=== Source document ===
◆ ◆ ◆ ◆
Forgive me if I get something wrong, I really haven't read the whole thread, just skimmed (always dangerous) but I if you simply wish to have lots of inputs, and lots of outputs, then I see no need to tristate anything.
This is especially true if you are using a teensy, which has more than one SPI port, you can dedicate an SPI port to output and input shift register (74HC595 for output and 74HC165 for input). I'm not sure why there is talk of buffers, tristating, and extra logic. Sure you'll need an extra latch pin, but this doesn't have to be part of the SPI port.. often people bitbang the SS/CS line anyway. You'll also need an extra line for the 165's to latch in their inputs to the register. I would daisy chain the 595's to MOSI, and the 165's to MISO. There are a few ways to do this, but having tristate buffers for each shift register so that you can read in from the 165's without writing/updating the output register seems over kill.
I think perhaps you're concentrating too much on the SPI spec rather than just using SPI to drive shift registers (which can have different control lines to actual SPI). The SPI port, in master mode, is just being used as a sift register and clock generator.
From what I have read - again could be wrong! - there is some confusion because there are lots of terms that can be inter-changable depending on the application, /OE, /CS, /SS, latch, Rclk, clock enable etc..
Diagrams are much better.
◆ ◆ ◆ ◆
Coordinate annotation lines:
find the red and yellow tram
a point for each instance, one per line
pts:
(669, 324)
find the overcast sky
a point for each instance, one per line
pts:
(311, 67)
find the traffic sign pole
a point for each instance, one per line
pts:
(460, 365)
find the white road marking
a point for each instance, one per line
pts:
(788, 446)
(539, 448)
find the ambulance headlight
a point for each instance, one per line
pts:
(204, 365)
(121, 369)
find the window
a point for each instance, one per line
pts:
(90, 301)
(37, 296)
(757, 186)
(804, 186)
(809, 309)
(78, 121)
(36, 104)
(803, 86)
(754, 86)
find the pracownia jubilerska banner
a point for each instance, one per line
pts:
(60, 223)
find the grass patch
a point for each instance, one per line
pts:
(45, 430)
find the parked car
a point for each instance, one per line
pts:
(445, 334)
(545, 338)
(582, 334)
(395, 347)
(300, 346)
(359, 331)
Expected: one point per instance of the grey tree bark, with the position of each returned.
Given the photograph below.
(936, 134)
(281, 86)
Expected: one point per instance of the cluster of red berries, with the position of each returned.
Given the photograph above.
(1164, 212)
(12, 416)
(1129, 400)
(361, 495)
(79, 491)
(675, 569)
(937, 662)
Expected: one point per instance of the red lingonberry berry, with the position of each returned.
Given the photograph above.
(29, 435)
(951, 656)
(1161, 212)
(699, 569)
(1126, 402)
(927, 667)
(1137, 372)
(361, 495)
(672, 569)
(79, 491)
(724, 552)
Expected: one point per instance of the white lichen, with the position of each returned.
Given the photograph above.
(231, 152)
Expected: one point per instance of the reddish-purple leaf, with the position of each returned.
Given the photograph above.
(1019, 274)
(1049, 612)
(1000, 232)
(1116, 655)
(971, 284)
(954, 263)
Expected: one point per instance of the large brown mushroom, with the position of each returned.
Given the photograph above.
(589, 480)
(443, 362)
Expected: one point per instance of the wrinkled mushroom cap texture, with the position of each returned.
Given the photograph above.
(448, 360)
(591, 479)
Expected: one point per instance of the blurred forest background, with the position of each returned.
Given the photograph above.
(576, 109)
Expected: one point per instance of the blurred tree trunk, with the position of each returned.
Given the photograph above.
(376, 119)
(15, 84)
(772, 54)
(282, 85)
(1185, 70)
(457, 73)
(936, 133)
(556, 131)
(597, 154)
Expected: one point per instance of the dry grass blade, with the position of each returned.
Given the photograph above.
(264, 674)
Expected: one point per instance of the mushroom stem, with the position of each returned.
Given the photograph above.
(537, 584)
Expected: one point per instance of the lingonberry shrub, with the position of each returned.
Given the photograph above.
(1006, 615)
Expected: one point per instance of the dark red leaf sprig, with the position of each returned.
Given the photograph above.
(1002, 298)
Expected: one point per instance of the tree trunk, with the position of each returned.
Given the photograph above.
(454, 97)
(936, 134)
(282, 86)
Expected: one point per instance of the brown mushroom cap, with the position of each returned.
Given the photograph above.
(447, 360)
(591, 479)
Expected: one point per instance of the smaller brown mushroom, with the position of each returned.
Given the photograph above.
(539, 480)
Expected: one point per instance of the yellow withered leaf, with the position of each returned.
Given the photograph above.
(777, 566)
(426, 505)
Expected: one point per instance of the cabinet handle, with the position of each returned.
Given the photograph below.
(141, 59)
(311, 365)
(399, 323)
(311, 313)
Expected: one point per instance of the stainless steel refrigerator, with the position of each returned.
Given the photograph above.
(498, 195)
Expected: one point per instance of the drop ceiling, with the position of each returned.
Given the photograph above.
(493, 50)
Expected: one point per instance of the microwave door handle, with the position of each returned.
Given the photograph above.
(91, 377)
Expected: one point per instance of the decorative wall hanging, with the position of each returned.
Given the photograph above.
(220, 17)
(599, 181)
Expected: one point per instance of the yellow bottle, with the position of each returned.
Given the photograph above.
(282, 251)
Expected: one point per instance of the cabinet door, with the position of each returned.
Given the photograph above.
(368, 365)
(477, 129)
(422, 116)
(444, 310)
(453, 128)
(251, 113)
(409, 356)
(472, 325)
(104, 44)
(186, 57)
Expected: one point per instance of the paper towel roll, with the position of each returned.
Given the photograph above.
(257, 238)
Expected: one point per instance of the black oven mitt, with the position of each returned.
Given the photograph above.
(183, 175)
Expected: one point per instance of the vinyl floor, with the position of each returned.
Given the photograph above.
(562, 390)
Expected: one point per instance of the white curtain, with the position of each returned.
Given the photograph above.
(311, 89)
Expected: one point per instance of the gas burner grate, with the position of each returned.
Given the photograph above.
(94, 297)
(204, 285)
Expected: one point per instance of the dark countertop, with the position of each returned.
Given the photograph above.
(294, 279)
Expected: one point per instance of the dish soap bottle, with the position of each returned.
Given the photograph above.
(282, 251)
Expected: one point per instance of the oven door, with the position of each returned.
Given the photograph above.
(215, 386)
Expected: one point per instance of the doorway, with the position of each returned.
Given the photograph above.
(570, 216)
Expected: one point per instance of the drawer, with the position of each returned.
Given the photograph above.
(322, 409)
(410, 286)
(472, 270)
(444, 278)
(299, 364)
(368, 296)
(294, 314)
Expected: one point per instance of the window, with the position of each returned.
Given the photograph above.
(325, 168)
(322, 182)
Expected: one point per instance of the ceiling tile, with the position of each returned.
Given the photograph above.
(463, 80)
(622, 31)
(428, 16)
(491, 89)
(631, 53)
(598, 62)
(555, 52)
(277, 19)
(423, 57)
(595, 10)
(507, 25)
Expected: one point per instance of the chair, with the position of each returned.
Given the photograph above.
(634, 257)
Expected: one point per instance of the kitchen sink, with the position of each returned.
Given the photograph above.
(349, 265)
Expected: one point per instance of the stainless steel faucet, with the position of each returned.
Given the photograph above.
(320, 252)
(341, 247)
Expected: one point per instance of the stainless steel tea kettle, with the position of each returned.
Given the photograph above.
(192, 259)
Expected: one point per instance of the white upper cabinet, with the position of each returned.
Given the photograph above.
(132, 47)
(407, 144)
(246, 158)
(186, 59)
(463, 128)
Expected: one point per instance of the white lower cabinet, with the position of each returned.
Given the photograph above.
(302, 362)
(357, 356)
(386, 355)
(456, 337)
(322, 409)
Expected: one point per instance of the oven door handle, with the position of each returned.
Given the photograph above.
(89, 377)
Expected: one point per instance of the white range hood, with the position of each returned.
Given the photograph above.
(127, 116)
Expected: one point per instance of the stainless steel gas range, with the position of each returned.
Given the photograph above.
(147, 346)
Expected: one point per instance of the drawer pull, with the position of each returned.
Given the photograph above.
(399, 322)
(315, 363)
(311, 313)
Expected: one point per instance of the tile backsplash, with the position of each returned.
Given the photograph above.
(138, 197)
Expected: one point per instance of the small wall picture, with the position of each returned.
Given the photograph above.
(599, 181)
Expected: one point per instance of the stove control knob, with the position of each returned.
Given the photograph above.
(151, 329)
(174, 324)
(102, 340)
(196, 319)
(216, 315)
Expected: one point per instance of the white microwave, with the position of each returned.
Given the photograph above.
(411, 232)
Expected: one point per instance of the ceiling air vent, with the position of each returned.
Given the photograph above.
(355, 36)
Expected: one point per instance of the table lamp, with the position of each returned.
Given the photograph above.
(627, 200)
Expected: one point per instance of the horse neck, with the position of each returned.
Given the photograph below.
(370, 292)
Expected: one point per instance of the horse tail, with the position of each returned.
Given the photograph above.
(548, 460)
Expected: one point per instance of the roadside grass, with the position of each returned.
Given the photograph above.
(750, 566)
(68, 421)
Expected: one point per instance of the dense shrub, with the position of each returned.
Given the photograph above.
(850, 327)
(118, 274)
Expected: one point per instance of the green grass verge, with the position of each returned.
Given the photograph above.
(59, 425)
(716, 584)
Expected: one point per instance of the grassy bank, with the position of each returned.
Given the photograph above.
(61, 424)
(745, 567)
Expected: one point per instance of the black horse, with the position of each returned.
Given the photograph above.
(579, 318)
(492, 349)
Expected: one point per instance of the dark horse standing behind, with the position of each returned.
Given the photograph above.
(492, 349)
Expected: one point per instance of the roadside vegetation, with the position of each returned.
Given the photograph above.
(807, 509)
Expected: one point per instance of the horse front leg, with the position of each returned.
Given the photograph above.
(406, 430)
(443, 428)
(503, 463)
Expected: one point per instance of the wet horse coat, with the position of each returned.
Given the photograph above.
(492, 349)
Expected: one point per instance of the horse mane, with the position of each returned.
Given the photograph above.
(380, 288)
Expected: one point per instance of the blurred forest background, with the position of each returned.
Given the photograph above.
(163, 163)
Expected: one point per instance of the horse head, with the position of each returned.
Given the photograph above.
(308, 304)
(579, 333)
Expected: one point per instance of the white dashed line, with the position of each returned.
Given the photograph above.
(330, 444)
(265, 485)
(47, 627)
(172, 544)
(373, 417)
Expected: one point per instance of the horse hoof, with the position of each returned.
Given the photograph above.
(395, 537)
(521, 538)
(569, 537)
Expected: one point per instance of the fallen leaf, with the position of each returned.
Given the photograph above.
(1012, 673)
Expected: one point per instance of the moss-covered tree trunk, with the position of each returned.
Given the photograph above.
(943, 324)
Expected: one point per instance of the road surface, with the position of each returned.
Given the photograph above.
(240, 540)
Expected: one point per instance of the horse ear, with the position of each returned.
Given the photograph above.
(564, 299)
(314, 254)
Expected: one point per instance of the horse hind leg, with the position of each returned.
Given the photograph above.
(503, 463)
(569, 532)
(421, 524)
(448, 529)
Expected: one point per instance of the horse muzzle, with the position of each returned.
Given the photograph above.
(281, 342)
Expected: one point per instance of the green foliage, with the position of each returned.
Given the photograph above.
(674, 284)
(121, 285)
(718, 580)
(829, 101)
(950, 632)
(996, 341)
◆ ◆ ◆ ◆
=== Stated task A ===
Set down the part of the shift register post from "I think perhaps" to "clock enable etc..".
=== Stated task B ===
Answer these questions using the shift register post:
(i) Which chip does the post name for the output shift register?
(ii) To which SPI signal would the writer daisy chain the 165's?
(iii) According to the post's final sentence, what is much better?
=== Stated task C ===
Translate this sentence from the shift register post into Spanish: "I would daisy chain the 595's to MOSI, and the 165's to MISO."

=== Correct result A ===
I think perhaps you're concentrating too much on the SPI spec rather than just using SPI to drive shift registers (which can have different control lines to actual SPI). The SPI port, in master mode, is just being used as a sift register and clock generator.
From what I have read - again could be wrong! - there is some confusion because there are lots of terms that can be inter-changable depending on the application, /OE, /CS, /SS, latch, Rclk, clock enable etc..

=== Correct result B ===
(i) The 74HC595.
(ii) MISO.
(iii) Diagrams.

=== Correct result C ===
Conectaría los 595 en cadena a MOSI, y los 165 a MISO.